▶ Supplied data:
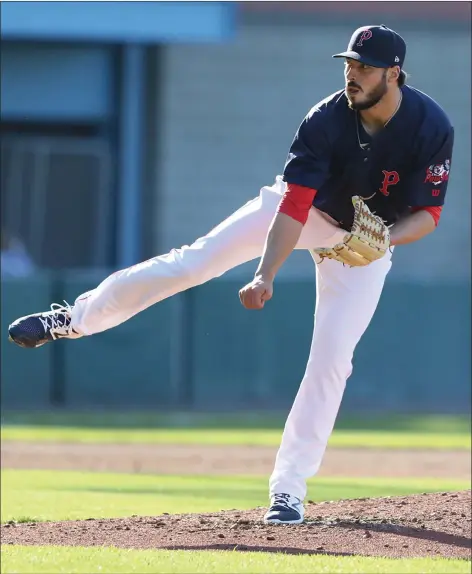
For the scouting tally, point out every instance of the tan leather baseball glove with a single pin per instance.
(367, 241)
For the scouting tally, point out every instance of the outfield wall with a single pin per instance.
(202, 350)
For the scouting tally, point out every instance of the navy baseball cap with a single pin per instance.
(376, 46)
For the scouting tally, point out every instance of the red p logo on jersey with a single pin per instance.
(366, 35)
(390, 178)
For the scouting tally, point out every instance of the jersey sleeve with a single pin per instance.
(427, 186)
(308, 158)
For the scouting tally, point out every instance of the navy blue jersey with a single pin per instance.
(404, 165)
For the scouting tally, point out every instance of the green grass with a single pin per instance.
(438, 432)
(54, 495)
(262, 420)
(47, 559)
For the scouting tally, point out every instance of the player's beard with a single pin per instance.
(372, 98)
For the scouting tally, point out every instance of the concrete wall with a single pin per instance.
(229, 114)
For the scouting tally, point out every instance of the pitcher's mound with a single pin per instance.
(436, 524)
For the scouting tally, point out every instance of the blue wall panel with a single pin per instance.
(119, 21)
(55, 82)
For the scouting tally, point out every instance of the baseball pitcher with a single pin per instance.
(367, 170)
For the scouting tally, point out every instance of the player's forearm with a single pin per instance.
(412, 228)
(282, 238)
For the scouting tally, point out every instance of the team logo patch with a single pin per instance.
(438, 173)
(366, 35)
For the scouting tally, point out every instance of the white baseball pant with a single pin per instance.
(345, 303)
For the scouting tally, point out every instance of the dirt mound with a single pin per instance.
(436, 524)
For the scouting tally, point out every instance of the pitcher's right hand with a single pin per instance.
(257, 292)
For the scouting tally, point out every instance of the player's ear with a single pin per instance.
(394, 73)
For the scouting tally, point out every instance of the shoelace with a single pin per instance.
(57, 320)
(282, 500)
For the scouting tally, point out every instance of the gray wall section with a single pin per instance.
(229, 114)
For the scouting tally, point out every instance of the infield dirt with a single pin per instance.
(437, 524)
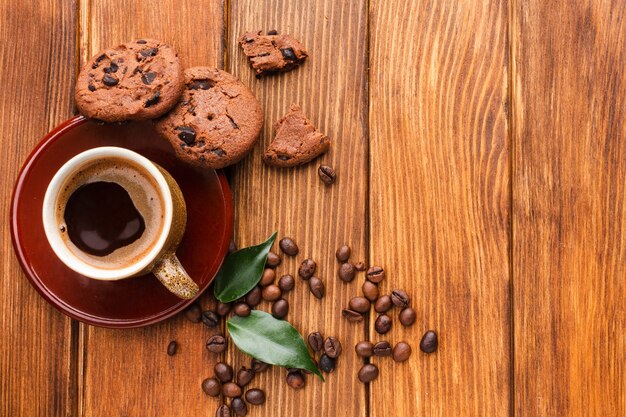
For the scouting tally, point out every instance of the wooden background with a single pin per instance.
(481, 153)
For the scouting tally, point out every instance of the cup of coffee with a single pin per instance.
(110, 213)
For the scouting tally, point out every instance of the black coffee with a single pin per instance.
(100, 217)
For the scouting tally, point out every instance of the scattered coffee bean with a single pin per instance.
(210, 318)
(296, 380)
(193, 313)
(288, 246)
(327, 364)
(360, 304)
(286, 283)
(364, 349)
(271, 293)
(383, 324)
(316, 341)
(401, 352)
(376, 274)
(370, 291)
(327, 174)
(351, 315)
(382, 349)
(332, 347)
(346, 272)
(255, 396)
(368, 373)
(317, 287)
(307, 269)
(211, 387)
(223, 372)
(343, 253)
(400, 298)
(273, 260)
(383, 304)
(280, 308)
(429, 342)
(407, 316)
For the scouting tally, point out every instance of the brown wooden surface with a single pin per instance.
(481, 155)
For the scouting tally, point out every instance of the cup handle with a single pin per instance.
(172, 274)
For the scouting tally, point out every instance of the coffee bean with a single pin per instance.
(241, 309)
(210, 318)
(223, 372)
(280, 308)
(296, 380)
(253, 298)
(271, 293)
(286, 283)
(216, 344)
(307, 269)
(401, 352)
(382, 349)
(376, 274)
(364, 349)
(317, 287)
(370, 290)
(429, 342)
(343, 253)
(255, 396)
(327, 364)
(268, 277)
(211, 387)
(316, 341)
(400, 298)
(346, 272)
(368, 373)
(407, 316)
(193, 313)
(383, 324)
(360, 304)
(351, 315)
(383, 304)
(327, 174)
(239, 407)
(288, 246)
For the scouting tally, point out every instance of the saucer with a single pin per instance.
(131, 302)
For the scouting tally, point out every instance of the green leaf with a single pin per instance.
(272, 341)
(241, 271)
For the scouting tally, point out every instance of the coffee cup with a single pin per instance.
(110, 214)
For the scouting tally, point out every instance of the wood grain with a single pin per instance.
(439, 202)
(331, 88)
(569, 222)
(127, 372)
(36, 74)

▶ Work order:
Going through the records above line by line, transcribe each one exactly and skip any pictures.

▶ The completed task:
For the scouting tally, point out every instance of the tan leather baseball glove with a single pin per instance.
(367, 241)
For the scouting tally, point out every instance of the outfield wall with a single pin per instance.
(202, 350)
For the scouting tally, point out every instance of the navy baseball cap with a single pin per instance.
(376, 46)
For the scouting tally, point out every instance of the red p logo on jersey with a single pin per instance.
(366, 35)
(390, 178)
For the scouting tally, point out every instance of the jersey sleeve with a single pin per instance.
(427, 186)
(308, 158)
For the scouting tally, point out every instance of the navy blue jersey with a single pin per instance.
(404, 165)
For the scouting tally, point out every instance of the green grass with a single pin per instance.
(438, 432)
(54, 495)
(262, 420)
(47, 559)
For the scouting tally, point out every instance of the player's beard with a single pin per instance.
(372, 98)
For the scouting tally, point out every instance of the concrete wall with a single pin per instance.
(229, 114)
For the scouting tally, point out every instance of the pitcher's mound with a single pin per instance.
(436, 524)
For the scouting tally, point out every instance of the blue wall panel with a single pin per instance.
(119, 21)
(55, 82)
For the scouting tally, point out every instance of the baseball pitcher with a single pin per instance.
(367, 170)
For the scouting tally, point out every instance of the player's forearm with a single pin per instance.
(412, 228)
(282, 238)
For the scouting tally, point out every instance of the team logo patch with a single pin per instance.
(438, 173)
(366, 35)
For the scouting tally, point out every instance of the white baseball pant with a single pin per instance.
(345, 303)
For the scouting tally, point out every instance of the dirt mound with a single pin per instance.
(436, 524)
For the scouting tally, point out every instance of the pitcher's right hand with a single pin per instance.
(257, 292)
For the scouting tally, point out every instance of the player's ear with a single pin per instance.
(394, 73)
For the scouting tally, point out every instance of the shoelace with a single pin per instance.
(57, 320)
(282, 500)
For the scouting tally, point out every instance of the gray wall section with a single pin per instance.
(229, 114)
For the scouting tally, point out every instance of the infield dirt with a single pin per instance.
(437, 524)
For the scouting tally, point out every instance of the wooden background with a single pin per instance.
(481, 153)
For the scouting tally, point out every instance of the cup of coffee with a single pin per instance.
(110, 213)
For the scouting tally, point out every instance of the black coffee with a single pin per instance.
(100, 217)
For the scouting tally, point out every instance of the scattered coffee bean with a single pin per instance.
(210, 318)
(296, 380)
(193, 313)
(288, 246)
(327, 364)
(360, 304)
(286, 283)
(364, 349)
(271, 293)
(383, 324)
(316, 341)
(401, 352)
(376, 274)
(370, 291)
(327, 174)
(351, 315)
(382, 349)
(332, 347)
(346, 272)
(255, 396)
(368, 373)
(317, 287)
(307, 269)
(211, 387)
(223, 372)
(343, 253)
(400, 298)
(273, 260)
(383, 304)
(280, 308)
(429, 342)
(407, 316)
For the scouting tally, point out every instance of the brown wooden surface with a single pin per instance.
(481, 155)
For the scouting tally, point out every instance of the cup handle with a single pin per instance.
(172, 274)
For the scouting tally, point out every instance of the coffee bean with a single pin per instance.
(241, 309)
(210, 318)
(223, 372)
(280, 308)
(296, 380)
(253, 298)
(271, 293)
(286, 283)
(216, 344)
(307, 269)
(401, 352)
(382, 349)
(376, 274)
(364, 349)
(317, 287)
(370, 290)
(429, 342)
(343, 253)
(255, 396)
(327, 364)
(268, 277)
(211, 387)
(316, 341)
(400, 298)
(346, 272)
(368, 373)
(407, 316)
(193, 313)
(383, 324)
(360, 304)
(351, 315)
(383, 304)
(327, 174)
(239, 407)
(288, 246)
For the scouting tally, point out every instance of the saucer with a single pin per instance.
(131, 302)
For the scouting tally, point out every instance of the green leaf with a single pin per instance.
(272, 341)
(241, 271)
For the scouting tally, point out every instance of the coffee cup with a single pin per instance.
(110, 214)
For the scouting tally, point out every instance of the wood grain with a single pin per instance.
(439, 202)
(331, 88)
(569, 222)
(127, 372)
(36, 74)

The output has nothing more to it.